[Some records]
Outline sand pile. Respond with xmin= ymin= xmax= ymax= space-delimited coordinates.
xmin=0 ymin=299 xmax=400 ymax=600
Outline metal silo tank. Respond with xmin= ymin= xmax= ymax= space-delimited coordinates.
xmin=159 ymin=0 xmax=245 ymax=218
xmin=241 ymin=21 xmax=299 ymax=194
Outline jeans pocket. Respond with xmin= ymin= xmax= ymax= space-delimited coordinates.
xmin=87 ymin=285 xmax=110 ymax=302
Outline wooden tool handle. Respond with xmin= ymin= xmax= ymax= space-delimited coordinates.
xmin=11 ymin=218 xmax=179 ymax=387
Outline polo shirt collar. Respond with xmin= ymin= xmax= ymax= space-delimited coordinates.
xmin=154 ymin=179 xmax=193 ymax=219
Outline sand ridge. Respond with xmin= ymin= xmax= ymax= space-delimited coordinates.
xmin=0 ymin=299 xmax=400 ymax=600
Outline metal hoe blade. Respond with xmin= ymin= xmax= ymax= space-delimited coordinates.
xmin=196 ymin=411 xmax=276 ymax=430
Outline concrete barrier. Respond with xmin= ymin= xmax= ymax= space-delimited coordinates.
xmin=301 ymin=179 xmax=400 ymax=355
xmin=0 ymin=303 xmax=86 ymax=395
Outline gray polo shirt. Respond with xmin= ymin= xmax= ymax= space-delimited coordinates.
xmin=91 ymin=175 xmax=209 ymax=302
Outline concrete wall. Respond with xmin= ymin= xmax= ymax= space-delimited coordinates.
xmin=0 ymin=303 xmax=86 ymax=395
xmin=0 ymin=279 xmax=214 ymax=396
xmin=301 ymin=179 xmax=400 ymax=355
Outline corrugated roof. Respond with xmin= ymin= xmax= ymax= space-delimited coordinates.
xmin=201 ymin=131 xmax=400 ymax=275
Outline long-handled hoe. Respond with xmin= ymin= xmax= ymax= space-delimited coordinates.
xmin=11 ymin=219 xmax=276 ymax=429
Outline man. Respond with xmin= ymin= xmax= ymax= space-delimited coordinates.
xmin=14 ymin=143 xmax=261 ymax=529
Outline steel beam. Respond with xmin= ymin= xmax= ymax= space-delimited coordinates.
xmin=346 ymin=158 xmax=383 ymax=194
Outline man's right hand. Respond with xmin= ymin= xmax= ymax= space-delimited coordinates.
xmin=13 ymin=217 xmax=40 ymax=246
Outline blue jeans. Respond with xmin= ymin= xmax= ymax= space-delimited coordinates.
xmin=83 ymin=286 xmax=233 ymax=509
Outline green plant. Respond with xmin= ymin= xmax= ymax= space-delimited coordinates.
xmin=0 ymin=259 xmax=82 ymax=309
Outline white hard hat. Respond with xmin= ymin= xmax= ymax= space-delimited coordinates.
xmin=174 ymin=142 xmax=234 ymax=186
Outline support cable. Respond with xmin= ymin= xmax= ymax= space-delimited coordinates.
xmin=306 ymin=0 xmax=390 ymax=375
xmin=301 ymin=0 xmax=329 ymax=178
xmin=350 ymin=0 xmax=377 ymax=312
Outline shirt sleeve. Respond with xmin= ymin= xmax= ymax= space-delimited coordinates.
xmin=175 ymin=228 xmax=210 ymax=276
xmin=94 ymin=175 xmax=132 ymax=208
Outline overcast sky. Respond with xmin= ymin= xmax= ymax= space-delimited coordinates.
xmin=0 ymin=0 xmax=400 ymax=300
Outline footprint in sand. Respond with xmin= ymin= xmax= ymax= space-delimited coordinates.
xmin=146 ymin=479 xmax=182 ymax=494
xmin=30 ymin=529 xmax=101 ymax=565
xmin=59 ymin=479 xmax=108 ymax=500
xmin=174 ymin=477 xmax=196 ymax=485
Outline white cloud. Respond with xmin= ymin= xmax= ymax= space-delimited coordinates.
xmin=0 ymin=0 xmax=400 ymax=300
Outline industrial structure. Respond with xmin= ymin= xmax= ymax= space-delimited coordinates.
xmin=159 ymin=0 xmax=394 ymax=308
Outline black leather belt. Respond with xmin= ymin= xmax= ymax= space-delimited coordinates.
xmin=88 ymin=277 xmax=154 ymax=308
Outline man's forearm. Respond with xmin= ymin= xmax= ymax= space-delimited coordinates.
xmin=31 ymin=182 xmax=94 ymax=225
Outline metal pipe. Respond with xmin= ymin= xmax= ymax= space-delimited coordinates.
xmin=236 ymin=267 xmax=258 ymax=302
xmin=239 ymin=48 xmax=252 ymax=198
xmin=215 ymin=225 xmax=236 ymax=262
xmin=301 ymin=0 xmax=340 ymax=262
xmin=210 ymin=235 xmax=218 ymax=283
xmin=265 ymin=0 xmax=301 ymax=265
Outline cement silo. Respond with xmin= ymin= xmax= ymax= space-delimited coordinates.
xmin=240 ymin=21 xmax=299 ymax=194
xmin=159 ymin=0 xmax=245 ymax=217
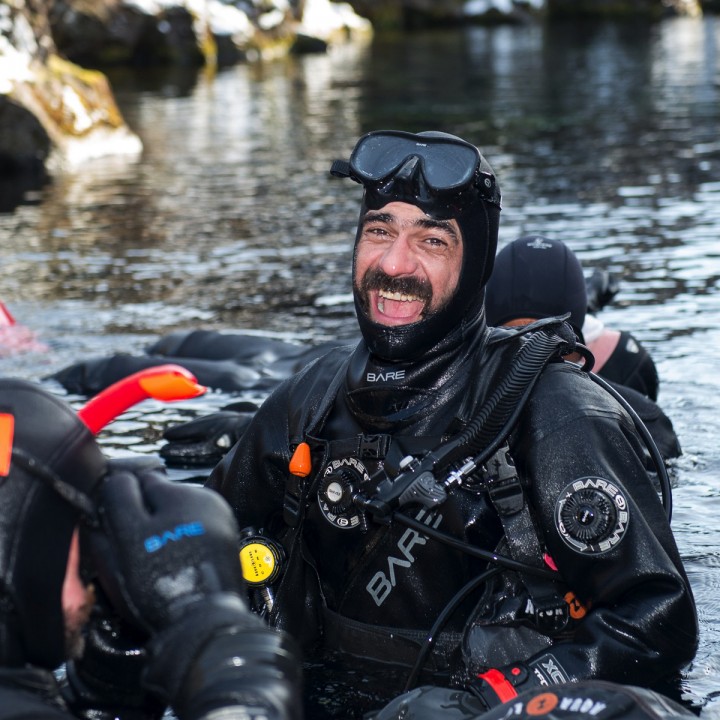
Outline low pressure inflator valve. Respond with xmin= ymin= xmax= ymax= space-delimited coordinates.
xmin=239 ymin=528 xmax=285 ymax=612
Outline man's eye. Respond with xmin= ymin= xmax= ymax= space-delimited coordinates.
xmin=425 ymin=237 xmax=447 ymax=247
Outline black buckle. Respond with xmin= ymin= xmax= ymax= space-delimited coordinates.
xmin=531 ymin=595 xmax=570 ymax=634
xmin=357 ymin=435 xmax=390 ymax=460
xmin=485 ymin=444 xmax=525 ymax=516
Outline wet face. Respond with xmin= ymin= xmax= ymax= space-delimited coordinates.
xmin=353 ymin=202 xmax=463 ymax=326
xmin=62 ymin=529 xmax=95 ymax=659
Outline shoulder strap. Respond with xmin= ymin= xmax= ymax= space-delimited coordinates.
xmin=482 ymin=442 xmax=569 ymax=635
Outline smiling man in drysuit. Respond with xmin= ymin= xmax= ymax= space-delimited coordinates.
xmin=209 ymin=131 xmax=697 ymax=716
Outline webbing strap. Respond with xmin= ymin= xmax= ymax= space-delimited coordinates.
xmin=484 ymin=442 xmax=569 ymax=632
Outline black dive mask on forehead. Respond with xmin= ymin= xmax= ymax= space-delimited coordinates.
xmin=330 ymin=130 xmax=500 ymax=219
xmin=330 ymin=130 xmax=500 ymax=361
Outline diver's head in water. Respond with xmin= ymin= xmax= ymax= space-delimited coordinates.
xmin=331 ymin=130 xmax=500 ymax=360
xmin=0 ymin=379 xmax=105 ymax=669
xmin=485 ymin=235 xmax=587 ymax=342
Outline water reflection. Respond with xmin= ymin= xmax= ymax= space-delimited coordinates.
xmin=0 ymin=18 xmax=720 ymax=717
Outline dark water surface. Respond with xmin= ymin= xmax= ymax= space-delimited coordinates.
xmin=0 ymin=18 xmax=720 ymax=718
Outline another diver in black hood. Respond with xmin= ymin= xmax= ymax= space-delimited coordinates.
xmin=209 ymin=131 xmax=697 ymax=717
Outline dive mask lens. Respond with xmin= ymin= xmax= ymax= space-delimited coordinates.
xmin=349 ymin=130 xmax=480 ymax=193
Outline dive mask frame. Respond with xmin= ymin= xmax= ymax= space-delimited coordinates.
xmin=330 ymin=130 xmax=501 ymax=207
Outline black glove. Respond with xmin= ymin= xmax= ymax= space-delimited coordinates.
xmin=87 ymin=460 xmax=245 ymax=634
xmin=160 ymin=402 xmax=257 ymax=468
xmin=61 ymin=590 xmax=166 ymax=720
xmin=87 ymin=461 xmax=302 ymax=720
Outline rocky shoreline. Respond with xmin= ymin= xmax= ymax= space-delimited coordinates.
xmin=0 ymin=0 xmax=717 ymax=185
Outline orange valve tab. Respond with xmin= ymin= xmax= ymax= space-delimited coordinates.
xmin=0 ymin=413 xmax=15 ymax=477
xmin=289 ymin=443 xmax=312 ymax=477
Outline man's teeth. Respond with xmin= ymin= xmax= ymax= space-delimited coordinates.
xmin=378 ymin=290 xmax=420 ymax=302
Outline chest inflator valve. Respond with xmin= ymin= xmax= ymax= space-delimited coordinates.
xmin=238 ymin=528 xmax=285 ymax=612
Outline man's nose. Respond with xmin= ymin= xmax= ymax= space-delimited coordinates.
xmin=380 ymin=234 xmax=417 ymax=276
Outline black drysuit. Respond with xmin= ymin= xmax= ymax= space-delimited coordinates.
xmin=209 ymin=321 xmax=697 ymax=704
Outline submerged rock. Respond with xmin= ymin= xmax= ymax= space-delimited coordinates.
xmin=0 ymin=0 xmax=142 ymax=175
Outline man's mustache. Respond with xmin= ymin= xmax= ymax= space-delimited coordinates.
xmin=360 ymin=268 xmax=432 ymax=308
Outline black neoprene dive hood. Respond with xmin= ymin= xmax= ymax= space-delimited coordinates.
xmin=331 ymin=130 xmax=500 ymax=362
xmin=485 ymin=235 xmax=587 ymax=342
xmin=0 ymin=378 xmax=105 ymax=670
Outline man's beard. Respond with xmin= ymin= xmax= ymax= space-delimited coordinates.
xmin=65 ymin=585 xmax=95 ymax=660
xmin=355 ymin=268 xmax=440 ymax=318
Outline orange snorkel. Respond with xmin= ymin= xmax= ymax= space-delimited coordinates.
xmin=77 ymin=364 xmax=207 ymax=435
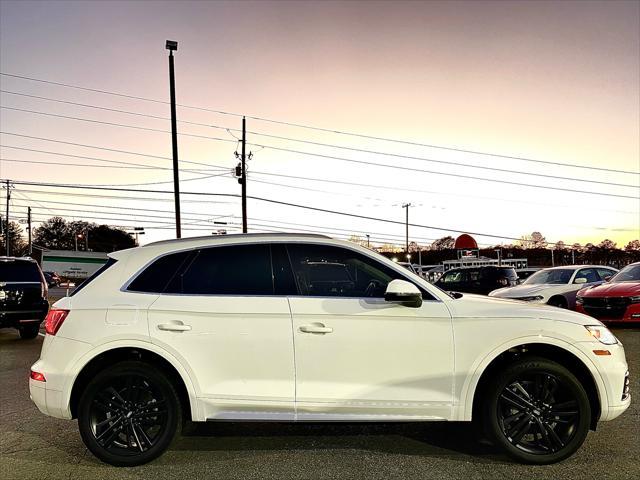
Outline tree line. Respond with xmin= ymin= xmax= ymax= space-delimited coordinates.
xmin=372 ymin=232 xmax=640 ymax=268
xmin=0 ymin=217 xmax=135 ymax=257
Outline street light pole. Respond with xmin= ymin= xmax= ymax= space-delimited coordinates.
xmin=241 ymin=117 xmax=247 ymax=233
xmin=27 ymin=207 xmax=33 ymax=256
xmin=402 ymin=203 xmax=411 ymax=254
xmin=166 ymin=40 xmax=182 ymax=238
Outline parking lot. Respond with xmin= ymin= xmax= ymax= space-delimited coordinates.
xmin=0 ymin=328 xmax=640 ymax=479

## What to work on
Copy the records above word for word, beginning with the line that contains "Outline long-handled hoe." and ending after the line that contains "xmin=14 ymin=143 xmax=261 ymax=529".

## Reply
Outline long-handled hoe. Respond with xmin= ymin= xmax= ymax= space-delimited coordinates.
xmin=11 ymin=219 xmax=276 ymax=429
Outline man. Respond with xmin= ymin= xmax= ymax= space-delimited coordinates.
xmin=14 ymin=143 xmax=261 ymax=529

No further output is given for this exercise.